*What to do:* Retype all of the rows below word for word, keeping every character and line break unchanged.

*Exercise materials:*

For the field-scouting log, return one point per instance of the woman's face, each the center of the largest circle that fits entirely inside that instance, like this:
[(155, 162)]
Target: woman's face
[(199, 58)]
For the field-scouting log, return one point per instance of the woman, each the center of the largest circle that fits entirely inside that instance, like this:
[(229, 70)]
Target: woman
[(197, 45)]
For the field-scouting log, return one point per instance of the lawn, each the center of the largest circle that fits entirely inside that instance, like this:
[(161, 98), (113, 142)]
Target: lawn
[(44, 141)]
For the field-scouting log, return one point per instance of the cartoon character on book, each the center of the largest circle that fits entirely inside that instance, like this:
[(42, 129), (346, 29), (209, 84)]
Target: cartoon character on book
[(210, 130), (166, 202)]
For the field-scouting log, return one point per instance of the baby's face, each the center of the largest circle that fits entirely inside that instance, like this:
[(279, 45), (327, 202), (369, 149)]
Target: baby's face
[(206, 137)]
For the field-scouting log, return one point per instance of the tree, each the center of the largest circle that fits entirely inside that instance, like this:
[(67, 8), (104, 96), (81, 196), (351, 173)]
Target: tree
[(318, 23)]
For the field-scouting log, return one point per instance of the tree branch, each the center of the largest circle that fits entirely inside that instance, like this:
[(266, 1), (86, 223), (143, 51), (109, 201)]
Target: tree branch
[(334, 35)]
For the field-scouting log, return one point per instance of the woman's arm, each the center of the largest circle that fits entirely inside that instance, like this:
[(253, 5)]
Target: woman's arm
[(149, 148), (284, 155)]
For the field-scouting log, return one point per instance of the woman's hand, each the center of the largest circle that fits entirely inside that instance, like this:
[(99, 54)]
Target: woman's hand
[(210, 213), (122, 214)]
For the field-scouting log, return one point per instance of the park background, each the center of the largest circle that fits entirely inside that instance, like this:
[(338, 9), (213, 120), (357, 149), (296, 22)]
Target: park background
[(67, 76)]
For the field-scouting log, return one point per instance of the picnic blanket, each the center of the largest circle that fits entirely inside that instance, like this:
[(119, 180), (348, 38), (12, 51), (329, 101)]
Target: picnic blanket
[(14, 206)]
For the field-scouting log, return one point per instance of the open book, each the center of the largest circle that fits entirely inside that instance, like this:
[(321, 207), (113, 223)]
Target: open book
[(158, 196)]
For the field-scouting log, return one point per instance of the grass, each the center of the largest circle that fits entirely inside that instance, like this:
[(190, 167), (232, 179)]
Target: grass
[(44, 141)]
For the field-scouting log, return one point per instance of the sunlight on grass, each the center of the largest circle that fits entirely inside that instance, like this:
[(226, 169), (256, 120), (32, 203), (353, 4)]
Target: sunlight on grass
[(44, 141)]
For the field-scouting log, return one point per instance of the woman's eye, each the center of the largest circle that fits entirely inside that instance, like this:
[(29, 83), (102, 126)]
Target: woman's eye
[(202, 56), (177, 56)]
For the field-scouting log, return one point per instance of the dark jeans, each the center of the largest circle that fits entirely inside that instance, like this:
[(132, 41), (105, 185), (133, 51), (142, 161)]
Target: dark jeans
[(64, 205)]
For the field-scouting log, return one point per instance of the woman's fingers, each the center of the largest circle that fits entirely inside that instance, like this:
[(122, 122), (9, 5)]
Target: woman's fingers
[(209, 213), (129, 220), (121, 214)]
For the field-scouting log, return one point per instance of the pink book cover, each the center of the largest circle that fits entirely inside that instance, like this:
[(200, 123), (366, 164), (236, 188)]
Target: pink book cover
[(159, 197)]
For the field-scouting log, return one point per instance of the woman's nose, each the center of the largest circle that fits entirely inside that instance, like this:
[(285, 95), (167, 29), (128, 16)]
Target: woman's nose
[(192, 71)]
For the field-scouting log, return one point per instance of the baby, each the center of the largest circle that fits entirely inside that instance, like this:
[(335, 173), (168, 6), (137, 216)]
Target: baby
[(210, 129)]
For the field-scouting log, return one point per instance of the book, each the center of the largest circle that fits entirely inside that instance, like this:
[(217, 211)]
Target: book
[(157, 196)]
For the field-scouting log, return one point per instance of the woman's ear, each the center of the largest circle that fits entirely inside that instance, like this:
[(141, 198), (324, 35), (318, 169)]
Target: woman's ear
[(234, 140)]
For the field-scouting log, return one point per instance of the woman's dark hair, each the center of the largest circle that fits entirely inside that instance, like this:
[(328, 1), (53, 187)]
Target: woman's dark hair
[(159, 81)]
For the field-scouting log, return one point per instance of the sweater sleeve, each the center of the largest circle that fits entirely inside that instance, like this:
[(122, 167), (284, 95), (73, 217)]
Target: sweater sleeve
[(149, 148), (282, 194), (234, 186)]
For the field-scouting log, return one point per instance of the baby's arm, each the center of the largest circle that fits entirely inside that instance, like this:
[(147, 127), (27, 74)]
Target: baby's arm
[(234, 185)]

*The answer:*
For the field-scouting log, return one point per instance of the woman's face, each the center of the largest circle that fits entirely inside that instance, like this:
[(155, 162)]
Target: woman's face
[(199, 58)]
For the field-scouting log, return one point per instance of the woman, each the center of the largest circle that fits entirely inside that instance, like this:
[(229, 70)]
Target: woman
[(197, 45)]
For the field-scouting log, return one point per instance of the lawn, each the center of the largest circle that fits entirely inside that instance, like this:
[(161, 98), (113, 142)]
Target: lawn
[(44, 141)]
For the field-scouting log, return one point per instance of the cartoon character on book, each the center of the largest circle that fits entirely inside that instance, like this:
[(42, 129), (346, 29), (209, 84)]
Target: cartoon character on book
[(210, 130), (166, 202)]
For the field-scouting log, return one point per instance of the baby's face, each the center of the largest circle that fits entirely inside that instance, like this:
[(279, 45), (327, 202), (369, 149)]
Target: baby's face
[(206, 137)]
For the field-scouting log, return one point per instance of the tree, each the center of the largest circle that fits entirely inside that instance, like this:
[(67, 8), (104, 96), (81, 196), (351, 173)]
Target: tree
[(318, 23)]
For the field-scouting log, return one point per instance of the tree branch, each the center of the largest circle that fits entirely inside that instance, like this:
[(266, 1), (86, 223), (143, 51), (109, 201)]
Target: tree branch
[(334, 35)]
For the field-scouting log, return one point per instance of the woman's arm, each the center of the largest circle that fits entirely inside that instance, like this:
[(253, 5)]
Target: woman's arm
[(149, 148), (284, 155)]
For the field-scouting log, return one point per instance of the woman's hand, each the center of the largest circle that fits entirely inside that instance, like this:
[(99, 54)]
Target: woman's hand
[(210, 213), (122, 214)]
For the field-scouting log, return one point per instance of the park background, each the center of the largest circle that fits entirely inside that instance, like this:
[(338, 9), (213, 120), (357, 149), (296, 22)]
Target: park background
[(67, 76)]
For the field-scouting log, return one point per instance of the picnic blanket, each the center of the largest circle that fits entirely inside that instance, like this:
[(119, 180), (348, 38), (12, 51), (329, 101)]
Target: picnic blanket
[(14, 206)]
For the field-scouting log, return one point per instance of the open book, each the center of the largest circle that fits entirely inside that instance, like this:
[(321, 207), (113, 223)]
Target: open book
[(158, 196)]
For the field-scouting log, return one point per instance of the grass, each the center of the largest circle that fits entirely inside that instance, like this:
[(190, 167), (232, 179)]
Target: grass
[(44, 141)]
For the field-scouting log, return one point per instance of the sunlight on grass, each the center of the largest circle that fits entirely inside that instance, like this:
[(226, 169), (256, 120), (32, 203), (353, 4)]
Target: sunlight on grass
[(44, 141)]
For the field-scouting log, return one point per instance of the woman's eye, each the center of the largest circle that fits entirely inside that instance, like this:
[(29, 83), (102, 126)]
Target: woman's eye
[(202, 56), (177, 56)]
For the field-scouting log, return one point per instance of the dark jeans, each the center of the largest circle that fits entirely inside that instance, like this:
[(132, 41), (105, 185), (133, 51), (142, 161)]
Target: dark jeans
[(64, 205)]
For the field-scouting log, return one point per instance of the woman's fingers, each the center of the largest circle that fits entirely inside that instance, like this:
[(122, 122), (9, 5)]
Target: woman's fingers
[(209, 213), (129, 220), (121, 214)]
For the field-scouting log, return one point per instance of the pink book cover, each the center of the largest circle that fits entirely inside that instance, like this:
[(200, 123), (366, 164), (236, 188)]
Target: pink book cover
[(159, 197)]
For the field-scouting log, return one point per instance of the woman's nose, each the center of the largest circle that fits entirely inside that instance, like this:
[(285, 95), (167, 29), (128, 16)]
Target: woman's nose
[(192, 71)]
For the field-scouting log, return one point per instance of the baby, each the center of the largest circle that fits entirely inside that instance, like this:
[(335, 173), (168, 6), (137, 216)]
Target: baby
[(210, 129)]
For the field-scouting log, return one point per instance of the book, each the center of the largest circle that fits entirely inside that instance, like this:
[(217, 211)]
Target: book
[(157, 196)]
For the field-scouting log, return one point per instance of the woman's ear, each the center of the largest circle that fits entirely inside that instance, like this:
[(141, 198), (324, 35), (318, 169)]
Target: woman's ear
[(234, 140)]
For the field-scouting log, return one point per instance of the woman's dark hair, each the center of the largest circle that fits entirely inside that instance, like this:
[(328, 1), (53, 187)]
Target: woman's dark hair
[(159, 81)]
For the field-scouting log, return one point per instance of the sweater sleeve, each the center of the largest circle that fits entirely inside that instance, like this:
[(122, 167), (284, 95), (73, 217)]
Target: sweater sleeve
[(149, 148), (282, 194), (234, 186)]
For the field-scouting log, return one point per instance of the baby's arm, each the center of the largest circle that fits entirely inside that instance, like this:
[(147, 127), (27, 74)]
Target: baby's arm
[(234, 185)]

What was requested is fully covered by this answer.